### What is being asked:
Return the listing verbatim, starting at its first line and ending at the line that contains "[[[255,153],[242,153],[240,155],[240,168],[255,168]]]", with both ends included. Leave the pictures out of your answer.

### Supplied information:
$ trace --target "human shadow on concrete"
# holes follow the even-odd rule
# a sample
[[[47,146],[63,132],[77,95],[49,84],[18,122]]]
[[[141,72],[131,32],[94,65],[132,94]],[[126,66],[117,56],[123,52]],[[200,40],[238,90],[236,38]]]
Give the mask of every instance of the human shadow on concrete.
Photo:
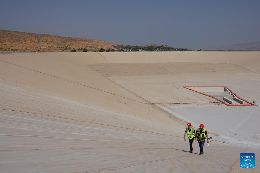
[[[176,149],[176,148],[172,148],[172,149],[174,149],[174,150],[179,150],[179,151],[183,151],[184,152],[187,152],[188,153],[189,153],[189,152],[188,152],[188,151],[185,151],[185,150],[180,150],[180,149]],[[198,154],[198,155],[199,154],[198,154],[198,153],[193,153],[193,152],[192,152],[192,153],[192,153],[193,154]]]

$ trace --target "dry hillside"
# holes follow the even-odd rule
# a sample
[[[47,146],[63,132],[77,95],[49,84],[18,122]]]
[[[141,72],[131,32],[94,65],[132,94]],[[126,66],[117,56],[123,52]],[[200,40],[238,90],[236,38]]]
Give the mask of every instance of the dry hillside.
[[[102,40],[0,29],[0,51],[12,51],[12,49],[17,51],[70,52],[73,49],[82,51],[82,49],[86,48],[88,51],[94,51],[101,48],[112,49],[112,45],[117,44]],[[78,50],[80,48],[81,50]]]

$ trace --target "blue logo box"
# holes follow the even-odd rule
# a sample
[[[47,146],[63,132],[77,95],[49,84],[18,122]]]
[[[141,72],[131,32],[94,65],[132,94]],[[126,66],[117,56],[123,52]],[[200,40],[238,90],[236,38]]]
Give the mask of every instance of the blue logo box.
[[[255,153],[242,153],[240,155],[240,168],[255,168]]]

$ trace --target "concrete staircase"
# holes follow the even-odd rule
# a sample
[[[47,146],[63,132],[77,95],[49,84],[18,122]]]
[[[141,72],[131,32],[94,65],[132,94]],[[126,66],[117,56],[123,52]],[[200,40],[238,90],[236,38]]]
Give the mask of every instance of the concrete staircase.
[[[202,92],[203,93],[214,97],[221,101],[223,101],[227,105],[249,105],[248,103],[241,100],[225,88],[224,91],[222,92]]]

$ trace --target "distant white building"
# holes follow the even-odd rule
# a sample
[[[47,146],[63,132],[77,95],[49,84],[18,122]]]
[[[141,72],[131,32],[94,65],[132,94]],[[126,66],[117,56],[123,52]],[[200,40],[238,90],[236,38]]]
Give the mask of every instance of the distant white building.
[[[131,51],[131,49],[122,49],[122,50],[124,51]]]

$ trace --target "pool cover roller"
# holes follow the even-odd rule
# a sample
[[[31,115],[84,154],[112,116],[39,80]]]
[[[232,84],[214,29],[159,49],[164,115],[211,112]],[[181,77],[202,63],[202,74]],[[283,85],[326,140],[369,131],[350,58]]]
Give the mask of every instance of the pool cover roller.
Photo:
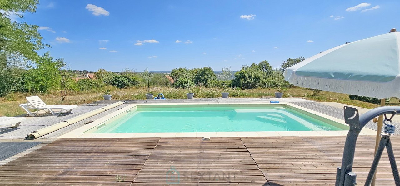
[[[57,130],[62,129],[67,126],[72,125],[75,123],[80,121],[86,119],[88,118],[94,116],[102,112],[109,110],[114,107],[119,106],[124,103],[124,102],[118,102],[112,104],[96,109],[86,113],[72,117],[65,121],[57,123],[51,126],[45,127],[30,133],[26,135],[27,139],[34,139],[43,136],[47,134],[54,132]]]

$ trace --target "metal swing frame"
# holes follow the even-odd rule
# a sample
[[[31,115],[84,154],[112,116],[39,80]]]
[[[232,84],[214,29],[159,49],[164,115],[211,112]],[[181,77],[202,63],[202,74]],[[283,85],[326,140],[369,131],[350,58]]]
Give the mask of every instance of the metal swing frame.
[[[347,137],[346,137],[346,141],[344,144],[342,166],[338,167],[336,171],[336,182],[335,186],[354,186],[356,184],[357,175],[352,172],[353,162],[354,160],[354,151],[356,150],[356,143],[361,129],[370,121],[379,116],[384,114],[393,114],[393,116],[395,114],[400,114],[400,107],[384,106],[378,107],[368,111],[361,116],[359,116],[358,110],[356,108],[345,106],[344,109],[344,121],[346,124],[349,125],[350,129],[347,134]],[[393,151],[392,150],[391,150],[392,149],[392,146],[389,136],[383,135],[382,137],[382,140],[383,141],[381,141],[380,142],[379,149],[378,149],[378,151],[377,151],[377,153],[380,152],[380,155],[382,155],[382,153],[383,152],[384,147],[386,147],[388,153],[389,153],[389,151],[391,150],[392,153]],[[391,155],[389,155],[390,157],[390,156]],[[377,157],[378,156],[379,157],[376,157],[374,159],[374,163],[376,164],[372,164],[370,174],[370,174],[371,172],[373,172],[372,174],[373,174],[375,172],[376,170],[373,170],[373,166],[374,165],[377,166],[380,158],[380,155],[377,153]],[[394,156],[392,158],[393,162],[395,164]],[[376,160],[376,162],[375,162]],[[391,165],[392,161],[391,161],[390,164]],[[392,166],[392,168],[393,168]],[[396,169],[397,170],[397,168]],[[397,176],[398,177],[398,173]],[[370,176],[369,175],[369,178],[370,178],[369,177]],[[394,176],[394,178],[396,180],[396,176]],[[370,179],[372,180],[372,178]],[[367,179],[368,180],[369,180]],[[397,184],[397,181],[396,181],[396,185],[398,185]],[[367,185],[366,184],[366,185]]]

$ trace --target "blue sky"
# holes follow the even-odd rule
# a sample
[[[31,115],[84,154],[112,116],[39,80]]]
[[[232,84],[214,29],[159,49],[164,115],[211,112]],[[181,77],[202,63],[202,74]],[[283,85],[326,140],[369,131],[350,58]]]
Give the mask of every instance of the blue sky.
[[[52,47],[39,53],[93,71],[237,70],[264,60],[278,67],[290,57],[400,29],[398,0],[40,3],[24,20],[41,27]]]

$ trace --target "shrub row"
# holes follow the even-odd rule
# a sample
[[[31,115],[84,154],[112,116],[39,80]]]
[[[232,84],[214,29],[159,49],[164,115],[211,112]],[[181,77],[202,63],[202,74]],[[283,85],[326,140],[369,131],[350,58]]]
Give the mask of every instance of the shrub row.
[[[362,102],[373,103],[374,104],[380,104],[380,99],[376,98],[371,98],[367,96],[360,96],[350,94],[349,95],[349,99],[350,100],[358,100]],[[390,101],[390,98],[386,98],[385,100],[385,103],[386,104],[389,104]]]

### The result:
$ trace --target "human shadow on concrete"
# holes follow the even-odd rule
# a sample
[[[47,146],[63,132],[77,95],[49,84],[18,122]]]
[[[141,72],[131,32],[94,65],[132,94]],[[126,66],[117,56],[123,52]],[[200,40],[238,90],[236,38]]]
Give the mask of every instance of the human shadow on concrete.
Photo:
[[[176,149],[176,148],[172,148],[172,149],[174,149],[174,150],[179,150],[179,151],[183,151],[184,152],[187,152],[188,153],[189,153],[189,152],[188,152],[188,151],[185,151],[185,150],[180,150],[180,149]],[[198,154],[198,155],[199,154],[198,154],[198,153],[193,153],[193,152],[192,152],[192,153],[192,153],[193,154]]]

$ trace --target "dry hillside"
# holes follow the even-odd rule
# a sample
[[[47,146],[63,132],[77,95],[49,84],[18,122]]]
[[[141,72],[131,32],[94,65],[132,94]],[[126,66],[117,56],[123,52]],[[200,40],[238,90],[236,38]]]
Give the mask of every instance of the dry hillside.
[[[102,40],[0,29],[0,51],[12,51],[12,49],[17,51],[70,52],[73,49],[82,51],[82,49],[86,48],[88,51],[94,51],[101,48],[112,49],[112,45],[117,44]],[[78,50],[80,48],[81,50]]]

$ trace --target "blue logo box"
# holes follow the even-odd rule
# a sample
[[[47,146],[63,132],[77,95],[49,84],[18,122]]]
[[[141,72],[131,32],[94,65],[132,94]],[[126,66],[117,56],[123,52]],[[200,40],[238,90],[236,38]]]
Give the mask of every instance of the blue logo box.
[[[255,153],[242,153],[240,155],[240,168],[255,168]]]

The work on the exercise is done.